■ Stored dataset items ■

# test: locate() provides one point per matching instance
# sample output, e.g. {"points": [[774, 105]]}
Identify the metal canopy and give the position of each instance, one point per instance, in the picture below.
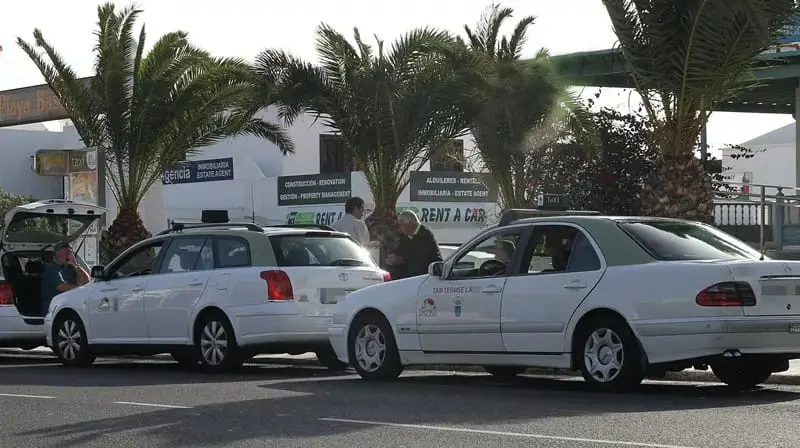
{"points": [[606, 68]]}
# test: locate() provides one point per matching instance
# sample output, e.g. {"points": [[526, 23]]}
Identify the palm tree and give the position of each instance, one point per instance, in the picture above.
{"points": [[526, 106], [149, 111], [685, 57], [392, 108]]}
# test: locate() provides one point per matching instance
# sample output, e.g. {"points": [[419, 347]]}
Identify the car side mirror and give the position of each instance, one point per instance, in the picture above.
{"points": [[97, 272], [436, 268]]}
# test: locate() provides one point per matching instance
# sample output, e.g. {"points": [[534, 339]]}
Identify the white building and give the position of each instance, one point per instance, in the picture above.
{"points": [[242, 175]]}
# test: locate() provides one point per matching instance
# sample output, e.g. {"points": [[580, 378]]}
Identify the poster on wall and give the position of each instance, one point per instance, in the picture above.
{"points": [[83, 185], [314, 189], [194, 171], [451, 186]]}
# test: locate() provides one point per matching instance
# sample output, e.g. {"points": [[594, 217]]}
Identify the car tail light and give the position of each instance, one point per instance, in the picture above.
{"points": [[279, 287], [6, 294], [727, 294]]}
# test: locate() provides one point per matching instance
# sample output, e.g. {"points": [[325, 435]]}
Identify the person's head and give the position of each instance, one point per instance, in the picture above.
{"points": [[63, 252], [354, 206], [408, 222]]}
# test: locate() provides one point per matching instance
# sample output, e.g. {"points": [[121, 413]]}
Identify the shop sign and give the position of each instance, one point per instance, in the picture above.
{"points": [[63, 162], [451, 186], [450, 216], [32, 104], [313, 189], [195, 171]]}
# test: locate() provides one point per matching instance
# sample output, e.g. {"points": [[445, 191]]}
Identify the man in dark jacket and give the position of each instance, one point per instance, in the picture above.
{"points": [[416, 249]]}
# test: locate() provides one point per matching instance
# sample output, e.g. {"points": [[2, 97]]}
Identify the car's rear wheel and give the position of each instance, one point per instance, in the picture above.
{"points": [[215, 343], [740, 375], [327, 357], [372, 349], [611, 358], [70, 342], [505, 372]]}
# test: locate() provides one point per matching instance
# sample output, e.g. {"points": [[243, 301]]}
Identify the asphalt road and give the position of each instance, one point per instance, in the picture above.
{"points": [[157, 404]]}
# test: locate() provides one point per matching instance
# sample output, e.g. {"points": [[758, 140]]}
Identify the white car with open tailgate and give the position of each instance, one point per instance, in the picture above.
{"points": [[214, 294], [618, 298], [26, 243]]}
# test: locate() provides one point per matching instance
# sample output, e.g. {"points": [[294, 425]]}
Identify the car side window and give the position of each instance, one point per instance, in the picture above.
{"points": [[183, 255], [489, 257], [583, 257], [558, 249], [139, 262], [232, 253]]}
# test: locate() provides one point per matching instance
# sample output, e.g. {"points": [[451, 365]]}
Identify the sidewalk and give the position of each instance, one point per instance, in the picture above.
{"points": [[789, 377]]}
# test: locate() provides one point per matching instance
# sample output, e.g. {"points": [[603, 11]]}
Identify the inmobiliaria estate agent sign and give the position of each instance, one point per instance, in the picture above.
{"points": [[194, 171]]}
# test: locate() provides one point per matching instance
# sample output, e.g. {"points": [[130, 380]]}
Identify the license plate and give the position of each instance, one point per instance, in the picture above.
{"points": [[332, 296]]}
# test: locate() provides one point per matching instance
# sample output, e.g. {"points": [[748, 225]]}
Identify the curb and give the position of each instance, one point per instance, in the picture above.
{"points": [[689, 375]]}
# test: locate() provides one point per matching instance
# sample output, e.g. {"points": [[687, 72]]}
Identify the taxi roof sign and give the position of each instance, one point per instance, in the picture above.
{"points": [[515, 214]]}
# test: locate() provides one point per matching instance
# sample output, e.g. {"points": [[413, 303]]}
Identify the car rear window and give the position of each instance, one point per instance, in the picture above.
{"points": [[319, 249], [674, 241]]}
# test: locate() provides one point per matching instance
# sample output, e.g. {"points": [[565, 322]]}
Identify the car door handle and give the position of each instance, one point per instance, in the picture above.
{"points": [[577, 284]]}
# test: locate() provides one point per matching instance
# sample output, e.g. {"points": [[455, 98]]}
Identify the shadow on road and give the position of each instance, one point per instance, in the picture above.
{"points": [[419, 399], [133, 373]]}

■ Your instructions ■
Make an exact reproduction of the listing above, without any pictures.

■ Response ■
# test: locate() provides one point per matching instance
# sample output, e.g. {"points": [[774, 105]]}
Identify the metal canopy and give the position of each instance, one point per instance, in the picture below.
{"points": [[606, 68]]}
# test: locate() provides one point per matching instance
# sample output, e.g. {"points": [[526, 23]]}
Identify the palm tree and give the position of each instance, one point per instance, in the picture above.
{"points": [[526, 106], [149, 111], [685, 57], [392, 108]]}
# test: locate() provides one point per matching instance
# sample output, e.g. {"points": [[419, 347]]}
Identify the car side mirror and give the position of each instance, one point per instance, in the picture above.
{"points": [[97, 272], [436, 268]]}
# test: locate() provides one point per matching instance
# sample output, e.g. {"points": [[534, 339]]}
Identify the white building and give the position of each instance, one point per instance, in the picture above.
{"points": [[242, 175]]}
# test: locate() provides one point per matching instance
# sample output, e.g. {"points": [[580, 378]]}
Identify the poster on wall and give the position of each instance, one point per instance, in the picture above.
{"points": [[83, 185], [314, 189], [194, 171], [451, 186]]}
# test: locate() provides one point per matching instance
# sample output, e.g. {"points": [[594, 217]]}
Identify the car tail light and give the position of each instance, one point per instance, in the picture above.
{"points": [[279, 287], [6, 294], [727, 294]]}
# test: locate() provides one point per matching instance
# sample output, e.g. {"points": [[325, 435]]}
Identify the person's head and give the position of each instance, one point per instance, in the picture above.
{"points": [[63, 252], [354, 206], [408, 222]]}
# test: locate() provides one point per matching instance
# sample output, e.g. {"points": [[121, 413]]}
Identify the shop sign and give the position of each instance, one point per instance, in the picture above.
{"points": [[63, 162], [451, 186], [450, 216], [32, 104], [313, 189], [195, 171]]}
# test: locate() provides one point per matching instance
# sample output, e.g. {"points": [[445, 191]]}
Identify the man in dark jacket and give the position of each instance, one point per instance, in the picture above.
{"points": [[416, 249]]}
# test: locate() provides one point per matching instance
# sample output, e.g. {"points": [[2, 97]]}
Identify the car's rear wheel and give the position of each instance, one point per instance, in the picture above.
{"points": [[215, 343], [740, 375], [327, 357], [372, 349], [611, 358], [70, 342], [505, 372]]}
# test: locate() provides one point per matching instance
# sample output, e.g. {"points": [[243, 301]]}
Identify the asphalt road and give the position of each instance, one point per instance, in the picture above.
{"points": [[157, 404]]}
# test: locate() provides one point per matching instance
# sample output, e.g. {"points": [[758, 140]]}
Identify the white car with open tailgate and give the position of each instance, one point per instance, in the picture above.
{"points": [[214, 294], [618, 298], [26, 243]]}
# test: locate() provides one point per matching instance
# sample output, e.g. {"points": [[294, 425]]}
Identify the car side window and give the position of each instance, one point per instance, in the picture above.
{"points": [[183, 255], [489, 257], [583, 257], [558, 249], [139, 262], [232, 253]]}
# test: locate() provides one point per matching instance
# sample output, e.g. {"points": [[451, 365]]}
Identify the sidewalk and give the position of each instance, one point per instance, in the picture above.
{"points": [[789, 377]]}
# test: locate() provides one point per matching instance
# sample output, e.g. {"points": [[603, 11]]}
Identify the inmobiliaria estate agent sign and give the position of each instance, one point per instance, in the picture above.
{"points": [[194, 171]]}
# test: locate() provides one point per matching instance
# sample output, e.g. {"points": [[130, 380]]}
Identify the license plate and give the position of each instance, one point per instance, in the picture above.
{"points": [[332, 296]]}
# test: locate() provides one point per matching instance
# sample output, e.g. {"points": [[748, 225]]}
Identify the curb and give the position of each instance, one point per instance, in the picture above.
{"points": [[689, 375]]}
# test: locate() provides one point per matching instance
# sample output, e.g. {"points": [[687, 72]]}
Identify the taxi roof sign and give the position of each instance, one point per instance, in the picture above.
{"points": [[515, 214]]}
# test: locate() provides one point per matching instance
# sample output, e.g. {"points": [[413, 303]]}
Identify the car rear window and give the position of each instance, one point per instance, in the picture above.
{"points": [[319, 249], [674, 241]]}
# test: locate() provides one point per matching instance
# sample output, e.g. {"points": [[565, 322]]}
Identify the car door handle and give the position of each instance, one point per instance, in the picture above.
{"points": [[577, 284]]}
# test: locate() provides one point per matching instance
# sample output, e.g. {"points": [[455, 98]]}
Identify the shadow on road and give the position of each instance, one point per instance, in the picture above.
{"points": [[419, 399], [133, 373]]}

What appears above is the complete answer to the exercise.